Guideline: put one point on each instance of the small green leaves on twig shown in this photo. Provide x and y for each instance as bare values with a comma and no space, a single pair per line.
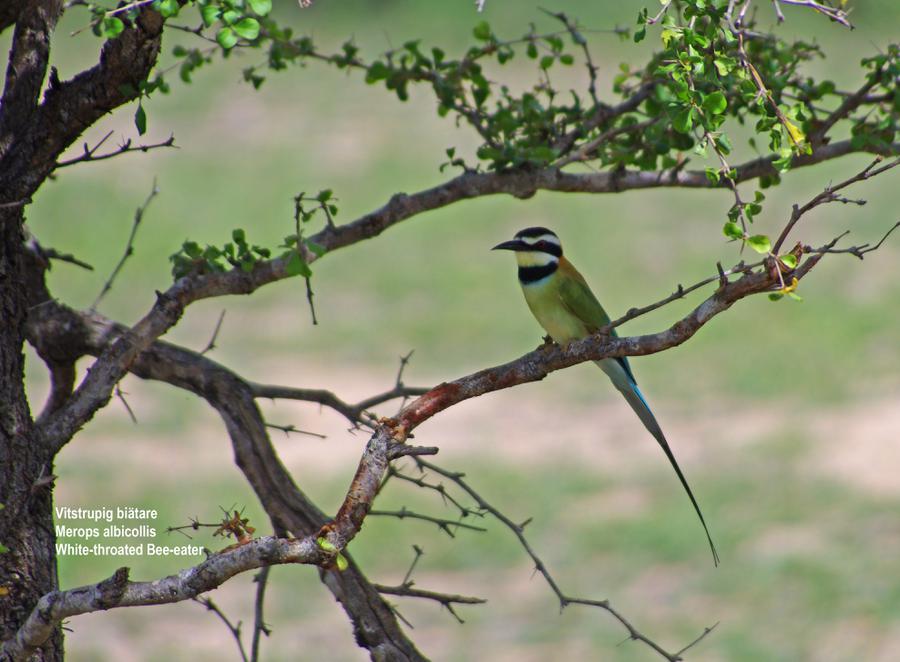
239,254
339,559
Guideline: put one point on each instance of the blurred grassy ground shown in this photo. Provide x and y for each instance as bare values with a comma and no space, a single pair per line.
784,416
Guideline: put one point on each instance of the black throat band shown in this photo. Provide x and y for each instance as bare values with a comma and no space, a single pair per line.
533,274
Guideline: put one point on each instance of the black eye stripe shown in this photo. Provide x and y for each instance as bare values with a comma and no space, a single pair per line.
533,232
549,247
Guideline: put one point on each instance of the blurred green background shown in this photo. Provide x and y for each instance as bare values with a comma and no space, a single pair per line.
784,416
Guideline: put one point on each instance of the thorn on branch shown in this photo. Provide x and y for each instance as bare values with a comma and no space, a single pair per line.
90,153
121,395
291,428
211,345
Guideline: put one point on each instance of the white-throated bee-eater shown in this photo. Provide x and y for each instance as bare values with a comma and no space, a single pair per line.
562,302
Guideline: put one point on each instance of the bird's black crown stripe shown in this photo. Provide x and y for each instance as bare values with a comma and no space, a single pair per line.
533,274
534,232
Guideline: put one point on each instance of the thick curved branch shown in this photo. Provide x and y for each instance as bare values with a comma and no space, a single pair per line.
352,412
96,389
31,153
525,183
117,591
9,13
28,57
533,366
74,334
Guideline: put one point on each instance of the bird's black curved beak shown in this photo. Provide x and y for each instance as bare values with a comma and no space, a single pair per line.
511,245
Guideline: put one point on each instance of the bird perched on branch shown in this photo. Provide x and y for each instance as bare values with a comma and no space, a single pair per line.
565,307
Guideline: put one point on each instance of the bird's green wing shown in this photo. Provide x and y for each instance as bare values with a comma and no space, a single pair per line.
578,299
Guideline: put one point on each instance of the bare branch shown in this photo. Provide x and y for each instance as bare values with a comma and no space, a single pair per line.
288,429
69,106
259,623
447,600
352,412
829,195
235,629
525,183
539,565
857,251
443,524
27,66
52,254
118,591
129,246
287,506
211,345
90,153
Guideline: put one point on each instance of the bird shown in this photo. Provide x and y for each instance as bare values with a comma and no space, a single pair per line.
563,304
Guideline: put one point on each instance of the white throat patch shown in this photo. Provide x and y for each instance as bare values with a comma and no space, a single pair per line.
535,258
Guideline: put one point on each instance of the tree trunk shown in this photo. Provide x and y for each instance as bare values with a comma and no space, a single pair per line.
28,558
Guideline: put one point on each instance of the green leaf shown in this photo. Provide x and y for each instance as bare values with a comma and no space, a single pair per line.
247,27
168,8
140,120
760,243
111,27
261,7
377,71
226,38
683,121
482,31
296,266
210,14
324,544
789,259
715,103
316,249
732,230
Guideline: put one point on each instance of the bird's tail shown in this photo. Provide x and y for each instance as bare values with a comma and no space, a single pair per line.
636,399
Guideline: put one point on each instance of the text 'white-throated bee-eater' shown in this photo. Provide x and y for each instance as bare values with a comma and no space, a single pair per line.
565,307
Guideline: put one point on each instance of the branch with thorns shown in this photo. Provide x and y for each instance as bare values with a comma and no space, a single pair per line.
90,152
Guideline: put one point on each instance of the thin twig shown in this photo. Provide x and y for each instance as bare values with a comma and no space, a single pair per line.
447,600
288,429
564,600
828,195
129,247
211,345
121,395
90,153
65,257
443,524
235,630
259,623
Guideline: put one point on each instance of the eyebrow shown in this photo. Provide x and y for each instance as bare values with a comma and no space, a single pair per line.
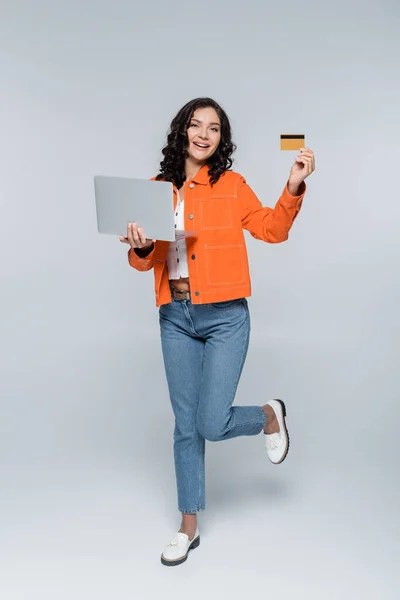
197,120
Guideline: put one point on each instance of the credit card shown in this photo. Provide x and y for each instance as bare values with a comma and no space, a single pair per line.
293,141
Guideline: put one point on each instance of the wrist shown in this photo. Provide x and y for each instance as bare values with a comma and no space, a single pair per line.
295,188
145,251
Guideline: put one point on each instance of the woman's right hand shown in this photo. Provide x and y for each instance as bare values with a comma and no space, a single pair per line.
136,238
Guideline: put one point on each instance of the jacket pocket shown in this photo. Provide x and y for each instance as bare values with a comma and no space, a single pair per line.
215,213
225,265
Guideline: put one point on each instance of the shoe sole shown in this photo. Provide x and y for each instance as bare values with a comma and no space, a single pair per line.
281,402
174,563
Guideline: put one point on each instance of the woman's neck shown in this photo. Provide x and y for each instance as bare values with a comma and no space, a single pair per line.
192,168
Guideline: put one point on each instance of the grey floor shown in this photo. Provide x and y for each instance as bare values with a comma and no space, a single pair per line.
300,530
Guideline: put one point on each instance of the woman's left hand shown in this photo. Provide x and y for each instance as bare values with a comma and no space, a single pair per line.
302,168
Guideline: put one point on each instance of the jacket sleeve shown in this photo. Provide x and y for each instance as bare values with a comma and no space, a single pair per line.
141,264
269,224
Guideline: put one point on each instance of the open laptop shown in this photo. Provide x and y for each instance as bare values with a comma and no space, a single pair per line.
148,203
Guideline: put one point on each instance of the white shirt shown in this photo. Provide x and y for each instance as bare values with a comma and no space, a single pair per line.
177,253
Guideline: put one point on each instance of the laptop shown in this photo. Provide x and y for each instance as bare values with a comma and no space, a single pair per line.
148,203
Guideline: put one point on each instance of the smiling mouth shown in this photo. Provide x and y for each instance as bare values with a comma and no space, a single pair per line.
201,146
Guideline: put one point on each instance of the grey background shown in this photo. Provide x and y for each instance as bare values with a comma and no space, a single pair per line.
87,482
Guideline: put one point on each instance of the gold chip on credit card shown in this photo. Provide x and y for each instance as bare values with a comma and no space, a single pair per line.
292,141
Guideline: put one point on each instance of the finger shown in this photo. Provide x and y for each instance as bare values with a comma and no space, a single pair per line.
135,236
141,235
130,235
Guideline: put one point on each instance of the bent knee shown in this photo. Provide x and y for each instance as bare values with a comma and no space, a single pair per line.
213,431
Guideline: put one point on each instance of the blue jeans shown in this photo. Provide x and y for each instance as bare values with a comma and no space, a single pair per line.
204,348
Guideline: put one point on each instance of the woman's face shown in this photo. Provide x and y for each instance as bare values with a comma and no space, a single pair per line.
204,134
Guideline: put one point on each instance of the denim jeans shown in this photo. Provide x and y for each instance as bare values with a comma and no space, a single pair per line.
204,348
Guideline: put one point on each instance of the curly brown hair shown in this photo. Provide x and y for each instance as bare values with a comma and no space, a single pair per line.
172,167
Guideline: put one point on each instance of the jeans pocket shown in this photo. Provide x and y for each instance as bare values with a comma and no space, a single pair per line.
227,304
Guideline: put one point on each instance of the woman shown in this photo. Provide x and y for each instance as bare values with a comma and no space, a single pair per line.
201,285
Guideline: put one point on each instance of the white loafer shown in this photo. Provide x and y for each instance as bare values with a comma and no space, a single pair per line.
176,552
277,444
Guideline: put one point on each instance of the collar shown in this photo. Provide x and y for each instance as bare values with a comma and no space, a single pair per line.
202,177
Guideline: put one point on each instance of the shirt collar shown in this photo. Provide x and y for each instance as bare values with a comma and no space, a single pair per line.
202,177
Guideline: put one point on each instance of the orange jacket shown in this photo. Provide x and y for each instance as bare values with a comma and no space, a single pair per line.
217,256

TASK PROMPT: Without the pictures, return all the records precisely as they stand.

TASK ANSWER:
Guideline: put one point on each instance of the small green leaves on twig shown in this photo. Provide x and y for each instance as bare values with a comma and no space, a single pair per line.
239,254
339,559
Guideline: put one point on each instance of the blurred grassy ground shown in this photo. Provide x and y for each instance as bare values with a comma and no space, a single pair per line.
784,416
Guideline: put one point on each instance of the black throat band shown in this photo. Provide x and y for each instance as bare values with a comma and no space, a single pair per line.
533,274
Guideline: put one point on each instance of the black eye stripe shown in this photo. Provide x and y for each instance as bare values with a comma and no space, a single pair per line.
533,232
549,247
Guideline: put one point on each instance of the blurred green background shown in this photo. Provide x and y for each instance as bare values with a comma and no space, a single pair per line.
784,416
Guideline: put one point on each instance of the thorn on branch shown in this photo. Provide x and y for each instance as bare values with a comma and no space, a single pair per line.
90,153
121,395
291,428
211,345
Guideline: put one point on each instance of the white-throated bee-eater shown in this photo. Provide x and y for each instance as bare values with a comma and no space, a single pair per line.
562,302
Guideline: put one point on each instance of the bird's black crown stripe shown in this photo. Provide x and y for each instance as bare values with a comma and no space, a single pair per line.
533,274
534,232
Guideline: put one point on each instance of the thick curved branch shown in this photo. Provide x and y for each instance as bare values with a comma and no space, a single pair per line.
352,412
96,389
31,153
525,183
117,591
9,13
28,57
533,366
74,334
Guideline: put one point on each instance of the bird's black curved beak shown in this photo. Provide x and y for each instance as bare values with a comma and no space, a single pair per line.
511,245
Guideline: put one point on each instance of the bird perched on branch shown in this photo. Provide x and y for each instance as bare values with a comma and no space, a single pair per line.
565,307
Guideline: put one point on each instance of the bird's green wing shown in this photo. Provide x and y for each instance as bare values with a comma and no space, a single pair per line.
578,299
Guideline: put one point on each instance of the bare branch shown in this photo. Provide x and y for each instance as bare values with a comma and no space, a single pair per line.
288,429
69,106
259,623
447,600
352,412
829,195
235,629
525,183
539,565
857,251
443,524
27,66
52,254
118,591
129,246
287,506
211,345
90,153
Guideline: put one point on each instance of the bird shown in this photo. Provide x and y for each instance as bare values with a comma and no space, a single pair per line.
563,304
Guideline: put one point on each instance of the white throat patch shown in this photo. Provide x and y for each instance as bare values with a comma and no space, a single pair per line.
535,258
Guideline: put one point on each instance of the tree trunk shown in this photo. Provide x and y for each instance as bare values with a comma and no space, a single pair per line.
28,558
Guideline: put one point on each instance of the green leaf shown in this photo. Provide x and y for each instance as bare values with a comma and no space, a single pair per line.
247,27
168,8
140,120
760,243
111,27
261,7
377,71
226,38
683,121
482,31
296,266
210,14
324,544
789,259
715,103
316,249
732,230
Guideline: put one point on each instance of the bird's tail shown in this photo. Provide x and y for each instance as bare values with a comma and no space, a single pair per line.
636,399
Guideline: put one point on each instance of the text 'white-throated bee-eater' shown in this photo. Provide x and y for each instance as bare values with a comma and no space, a single pair per line.
565,307
Guideline: put one point on each instance of the branch with thorns shown in this photo. Provide x and y for each instance as bare values with a comma and no space, a single pair per line.
90,152
Guideline: put one point on each instance of the thin twig shown in this photo. Provide x and y for each instance as bare values with a comma and no space, a single pair per line.
447,600
288,429
564,600
828,195
129,247
211,345
121,395
90,153
65,257
443,524
235,630
259,623
Guideline: put one point on each instance of the eyebrow shown in this photo. Provide x and y for each instance as bare values with a comma and no space, a single pair per line.
197,120
Guideline: put one point on each instance of the credit card shown in this photo. Provide x and y for each instance as bare values with a comma and no space, a single pair per line.
293,141
Guideline: put one point on each instance of the wrist shown in this photo. Provide x and y for each instance as bare values with a comma and no space, a single pair per line.
295,188
145,251
Guideline: put one point on each instance of the woman's right hand shown in this photo. Provide x and y for each instance as bare values with a comma and no space, a single pair per line.
136,238
Guideline: put one point on each instance of the jacket pocket shown in this photo. Provide x and y for each instance as bare values with a comma and no space, a single pair per line.
215,213
225,265
Guideline: put one point on each instance of the shoe sole shown in this photo. Provide x and y for each instance as bare values with a comma and no space, a single pair per line.
281,402
174,563
Guideline: put one point on each instance of the woman's neck shown in this photo. Provide x and y for each instance as bare values with a comma and no space, a single pair per line.
192,168
Guideline: put one point on each instance of the grey floor shown in this photo. Provide x and y for each instance as bare values with a comma and no space, a single pair per line.
300,530
Guideline: put one point on each instance of the woman's left hand shown in this photo. Provide x and y for each instance as bare values with a comma and no space, a single pair per line.
302,168
Guideline: put one point on each instance of the jacket sleeve shown in this photo. Provide x and y for each instance as bare values with a comma and no space, a single pair per line.
141,264
269,224
Guideline: put one point on each instance of the open laptop shown in this photo. Provide x and y for each instance as bare values with a comma and no space, a single pair per line.
148,203
Guideline: put one point on each instance of the white shirt shown in this photo. Provide x and y for each instance as bare values with a comma and no space, a single pair per line.
177,253
Guideline: put one point on each instance of the laptop shown in this photo. Provide x and y for each instance as bare values with a comma and no space, a single pair per line.
148,203
Guideline: put one point on each instance of the smiling mouth shown in this photo. Provide x and y for each instance as bare values with a comma and no space, a single pair per line.
201,146
Guideline: put one point on each instance of the grey background shown in this photo. Provide x and y for each instance as bare values with a comma and no space, a single pair per line.
87,482
Guideline: put one point on each instance of the gold chip on credit card shown in this photo. Provide x and y for each instance as bare values with a comma and no space, a single pair per line.
292,141
Guideline: put one point on each instance of the finger shown in this photo. Provide x and y for each instance as bare values with a comma and no space, a single pair per line.
135,236
141,235
130,235
Guideline: put one point on each instance of the bent knee shown in this photo. Provide x and y for each instance as bare values with a comma and no space, a single pair per line.
213,431
Guideline: put one point on each instance of the blue jeans shown in this photo. Provide x and y for each instance as bare values with a comma and no space, a single pair per line.
204,348
Guideline: put one point on each instance of the woman's face shown in this photo. Provide x and y for each instance as bare values with a comma and no space, a single pair per line.
204,134
Guideline: put one point on each instance of the denim jeans shown in this photo. Provide x and y for each instance as bare values with a comma and no space, a single pair per line.
204,348
Guideline: put one point on each instance of the curly brown hair shown in this photo. Provide x and y for each instance as bare values with a comma and no space, a single pair per line.
172,167
Guideline: put one point on each instance of the jeans pocket shown in this photo. Provide x and y for each instance as bare values with a comma and no space, a single pair per line.
227,304
Guideline: put one point on each instance of the woman shown in this photo. Provide x and y for each instance as bare values with a comma and no space, a single pair per line.
201,285
Guideline: put one point on each instance of the white loafer shown in this photo. Provide x and y for each instance as bare values with a comma and no space, a single pair per line.
176,552
277,444
Guideline: put one point on each instance of the collar shown in this photo. Provide x and y for each instance as bare values with a comma and no space, a single pair per line.
202,177
Guideline: put one point on each instance of the shirt collar shown in this photo. Provide x and y for each instance as bare values with a comma and no space, a single pair per line.
202,177
Guideline: put one point on each instance of the orange jacket shown in this photo. Provide x and y for each instance as bare values with a comma and no space, a single pair per line.
217,256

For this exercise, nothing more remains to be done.